═════ DATASET ═════
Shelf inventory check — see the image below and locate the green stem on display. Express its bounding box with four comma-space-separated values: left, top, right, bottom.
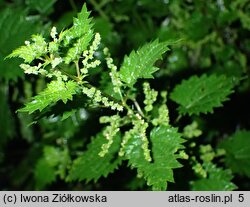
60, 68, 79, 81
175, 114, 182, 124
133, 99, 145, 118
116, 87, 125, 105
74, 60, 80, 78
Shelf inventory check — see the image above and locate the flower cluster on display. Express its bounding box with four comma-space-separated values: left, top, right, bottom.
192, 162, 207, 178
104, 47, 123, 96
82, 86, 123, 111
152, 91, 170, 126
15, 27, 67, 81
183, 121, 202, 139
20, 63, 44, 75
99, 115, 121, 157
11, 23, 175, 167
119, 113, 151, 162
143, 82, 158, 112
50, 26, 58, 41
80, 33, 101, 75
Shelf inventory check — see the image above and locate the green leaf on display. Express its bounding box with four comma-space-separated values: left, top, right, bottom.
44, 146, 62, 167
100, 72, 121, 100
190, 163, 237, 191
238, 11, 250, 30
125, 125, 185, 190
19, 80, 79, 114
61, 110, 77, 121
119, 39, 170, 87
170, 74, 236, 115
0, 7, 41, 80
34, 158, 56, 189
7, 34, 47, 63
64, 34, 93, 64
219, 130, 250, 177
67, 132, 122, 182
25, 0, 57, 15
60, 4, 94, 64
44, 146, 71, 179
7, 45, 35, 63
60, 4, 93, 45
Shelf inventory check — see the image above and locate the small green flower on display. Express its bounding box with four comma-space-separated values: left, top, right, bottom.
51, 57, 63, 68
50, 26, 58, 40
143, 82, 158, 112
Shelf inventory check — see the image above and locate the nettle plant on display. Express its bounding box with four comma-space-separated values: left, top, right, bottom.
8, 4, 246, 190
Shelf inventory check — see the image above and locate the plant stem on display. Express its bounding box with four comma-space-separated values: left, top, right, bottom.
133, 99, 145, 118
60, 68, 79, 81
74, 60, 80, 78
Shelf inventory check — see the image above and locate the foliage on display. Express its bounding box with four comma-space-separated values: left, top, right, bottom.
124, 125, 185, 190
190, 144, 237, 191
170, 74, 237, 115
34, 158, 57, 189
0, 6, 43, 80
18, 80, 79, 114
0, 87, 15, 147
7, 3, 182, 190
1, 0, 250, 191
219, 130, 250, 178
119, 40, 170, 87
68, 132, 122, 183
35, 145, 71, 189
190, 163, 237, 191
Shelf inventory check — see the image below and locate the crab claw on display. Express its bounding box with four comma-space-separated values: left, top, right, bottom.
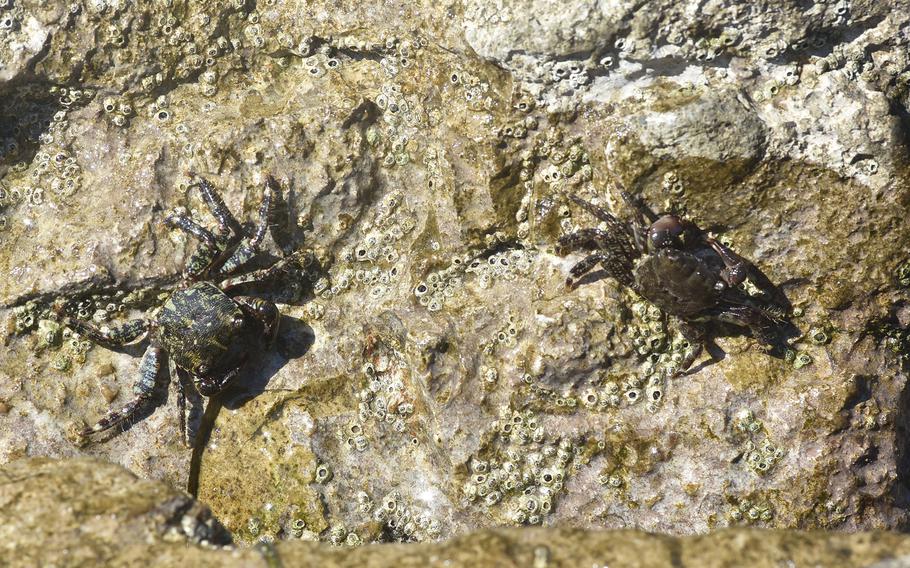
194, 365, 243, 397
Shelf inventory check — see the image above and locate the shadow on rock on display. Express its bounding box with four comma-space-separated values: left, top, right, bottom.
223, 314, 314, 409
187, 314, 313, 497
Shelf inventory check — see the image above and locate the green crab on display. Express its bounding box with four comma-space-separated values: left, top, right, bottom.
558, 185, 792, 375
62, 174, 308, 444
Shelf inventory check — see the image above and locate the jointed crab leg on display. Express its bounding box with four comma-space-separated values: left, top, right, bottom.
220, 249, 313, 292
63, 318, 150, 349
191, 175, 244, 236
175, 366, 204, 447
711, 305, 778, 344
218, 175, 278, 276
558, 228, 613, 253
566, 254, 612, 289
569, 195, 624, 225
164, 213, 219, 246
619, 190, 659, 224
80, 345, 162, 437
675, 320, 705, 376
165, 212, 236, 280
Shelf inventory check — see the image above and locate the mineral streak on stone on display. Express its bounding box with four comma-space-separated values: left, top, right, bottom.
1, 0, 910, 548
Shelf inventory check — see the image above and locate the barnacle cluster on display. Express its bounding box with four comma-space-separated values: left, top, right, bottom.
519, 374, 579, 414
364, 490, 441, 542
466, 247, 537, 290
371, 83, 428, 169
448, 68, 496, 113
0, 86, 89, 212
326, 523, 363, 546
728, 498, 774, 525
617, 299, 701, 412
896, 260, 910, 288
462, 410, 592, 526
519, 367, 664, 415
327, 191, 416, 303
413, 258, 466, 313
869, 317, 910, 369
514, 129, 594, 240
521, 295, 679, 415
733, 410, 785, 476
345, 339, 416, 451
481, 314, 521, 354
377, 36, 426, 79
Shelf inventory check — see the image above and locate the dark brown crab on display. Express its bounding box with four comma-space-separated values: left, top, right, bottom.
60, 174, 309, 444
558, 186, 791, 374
═════
- [TASK OBJECTIVE]:
Here the job is to repeat the entries verbatim while leaving all pictures out.

- [ANSWER AREA]:
Shelf inventory check — see the image below and locate the green stem on display. Express its bounding box with four comma-space-separated values: left, top, right, bottom.
60, 68, 79, 81
175, 114, 182, 124
133, 99, 145, 118
116, 87, 125, 105
74, 60, 80, 78
Shelf inventory check — see the image above and locate the flower cluster on display. Express its bounding box with four comma-space-separated values: left, top, right, bottom.
192, 162, 207, 178
104, 47, 123, 96
82, 86, 123, 111
152, 91, 170, 126
15, 27, 67, 81
183, 121, 202, 139
20, 63, 44, 75
99, 115, 121, 157
11, 23, 175, 167
119, 113, 151, 162
143, 82, 158, 112
50, 26, 58, 41
80, 33, 101, 75
Shelf inventory check — see the image above and locate the green leaf on display. Express its bounding box with four comma-space-separated values: left, top, right, bottom.
44, 146, 62, 167
100, 72, 121, 100
190, 163, 237, 191
238, 11, 250, 30
125, 125, 185, 190
19, 80, 79, 114
61, 110, 77, 121
119, 39, 170, 87
170, 74, 236, 115
0, 7, 41, 80
34, 158, 56, 189
7, 34, 47, 63
64, 34, 93, 64
219, 130, 250, 177
67, 132, 122, 182
25, 0, 57, 15
60, 4, 94, 64
44, 146, 71, 179
7, 45, 35, 63
60, 4, 93, 45
Shelf inventory check — see the image above and locate the small green flower on display. Express its bounding box with four comma-space-separated values: left, top, right, bottom.
51, 57, 63, 68
50, 26, 58, 40
143, 82, 158, 112
Shelf inventory check — see the image above and locate the nettle plant on display. Express its bounding box with four comma-space-separated values: left, top, right, bottom.
8, 4, 246, 190
Shelf inventory check — see the image above and locate the plant stem on display. Express its bounding box with four comma-space-separated values: left, top, right, bottom.
133, 99, 145, 118
60, 68, 79, 81
74, 60, 80, 78
Shelf inventory check — see the image above and locate the foliage on display. Express its bounding box with four comma-space-separated values: left, top, right, bottom.
124, 125, 185, 190
190, 144, 237, 191
170, 74, 237, 115
34, 158, 57, 189
0, 6, 43, 80
18, 80, 79, 114
0, 87, 15, 147
7, 3, 182, 190
1, 0, 250, 191
219, 130, 250, 178
119, 40, 170, 87
68, 132, 122, 183
35, 145, 71, 189
190, 163, 237, 191
Shelf inventory check — see the image below and locate the crab claw on display. Express its bounding box with four comma-space-separated values: left, top, right, bottom.
194, 365, 243, 397
Shelf inventory check — see the image above and locate the shadow on rock on display. Express its bounding box with four comma-space-separated values: left, top, right, bottom.
223, 314, 314, 409
187, 314, 313, 497
Shelf inventory check — see the image above and locate the green crab on display. Express its bounding box with four comma-space-separated values: left, top, right, bottom.
558, 185, 792, 375
62, 174, 308, 444
Shelf inventory check — see the image above and locate the jointed crab leg on display. Express its bounding box with four comma-space-separated values: left, top, right, bottom.
220, 249, 313, 292
63, 318, 150, 349
191, 175, 244, 236
175, 366, 204, 447
711, 305, 778, 344
218, 175, 278, 276
558, 228, 613, 253
566, 254, 612, 289
569, 195, 624, 225
164, 213, 219, 246
619, 190, 659, 224
80, 345, 162, 437
675, 320, 705, 376
165, 212, 236, 280
Shelf inventory check — see the image above and locate the mineral streak on stone on display. Express its bounding box with four comma-space-separated values: left, top, right, bottom.
1, 0, 910, 548
Shelf inventory check — see the image above and locate the barnacle cluster on display. Express its bounding box with four comma-space-separated values: left, top, right, bottom.
519, 374, 579, 414
364, 490, 441, 542
466, 247, 537, 290
371, 83, 428, 169
448, 68, 496, 113
0, 86, 89, 212
326, 523, 363, 546
728, 498, 774, 525
617, 299, 701, 412
896, 260, 910, 288
462, 410, 592, 526
519, 367, 664, 415
327, 191, 416, 303
413, 258, 466, 313
869, 317, 910, 369
514, 129, 594, 240
521, 295, 679, 415
733, 410, 785, 476
345, 339, 416, 451
481, 314, 521, 354
377, 36, 426, 79
Shelf inventory check — see the image above and locate the dark brown crab on display. Express its bounding box with four comma-space-separated values: left, top, right, bottom.
60, 174, 309, 444
558, 186, 791, 374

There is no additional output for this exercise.